Farmland in the village was transformed into a North Korean paddy field for the Bond film Die Another Day (2002), starring Pierce Brosnan as 007. So what is it about film directors thinking Norfolk’s stunning countryside looks like Communist paddy fields?

Cley-next-the-Sea

Hollywood legend Elizabeth Taylor filmed scenes for Conspirator (1949) at Cley Windmill. The film also starred Robert Taylor and Honor Blackman. Almost sixty years later the marshes were used for The Duchess (2008) with Keira Knightley.

Cromer

Steve Coogan’s Alan Partridge: Alpha Papa (2015), after a low-speed car ‘chase’ from Norwich to Sheringham, comes to a thrilling conclusion in a shoot-out on Cromer Pier.

And the Pier also featured in a BBC Christmas continuity ad – looks lovely, doesn’t it?

Heydon

This charming, cul-de-sac village has long been attractive to film makers. Heydon Hall has featured in A Cock and Bull Story (2005) with Steve Coogan and Gillian Anderson and The Grotesque (1995) with Alan Bates and Sting, which also shot at Norwich’s Guildhall and Bethel Street as well as Halvergate Marshes. The picturesque village green featured in Joseph Losey’s The Go-Between (see also Melton Constable) and in Monty Python’s village idiot sketch.

## Data section

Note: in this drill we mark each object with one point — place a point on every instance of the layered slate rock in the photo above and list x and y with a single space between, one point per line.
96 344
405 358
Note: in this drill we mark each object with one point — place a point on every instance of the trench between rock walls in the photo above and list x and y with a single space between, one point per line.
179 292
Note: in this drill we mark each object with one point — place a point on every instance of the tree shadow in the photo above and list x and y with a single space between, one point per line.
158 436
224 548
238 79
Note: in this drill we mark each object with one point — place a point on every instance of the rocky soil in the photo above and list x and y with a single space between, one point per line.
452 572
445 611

---

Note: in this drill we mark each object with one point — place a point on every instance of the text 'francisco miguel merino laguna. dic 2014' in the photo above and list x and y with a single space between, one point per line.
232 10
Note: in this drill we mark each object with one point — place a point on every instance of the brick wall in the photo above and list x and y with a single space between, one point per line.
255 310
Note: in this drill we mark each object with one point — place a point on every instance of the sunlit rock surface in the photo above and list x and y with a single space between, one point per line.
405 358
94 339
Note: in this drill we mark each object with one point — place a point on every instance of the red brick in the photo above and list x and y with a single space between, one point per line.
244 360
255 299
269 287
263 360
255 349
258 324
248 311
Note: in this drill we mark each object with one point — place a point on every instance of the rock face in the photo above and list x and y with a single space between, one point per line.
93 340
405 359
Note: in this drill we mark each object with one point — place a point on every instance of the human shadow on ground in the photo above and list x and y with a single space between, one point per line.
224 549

## Aim
Check each statement against the text on Norfolk film locations and answer yes or no, quoting the words that decide it. (a) Elizabeth Taylor filmed scenes for Conspirator at Cley Windmill. (b) Alan Partridge: Alpha Papa ends in a shoot-out in Sheringham. (c) The Grotesque starred Steve Coogan.

## Exercise response
(a) Yes: "Hollywood legend Elizabeth Taylor filmed scenes for Conspirator (1949) at Cley Windmill."
(b) No: "comes to a thrilling conclusion in a shoot-out on Cromer Pier."
(c) No: "The Grotesque (1995) with Alan Bates and Sting"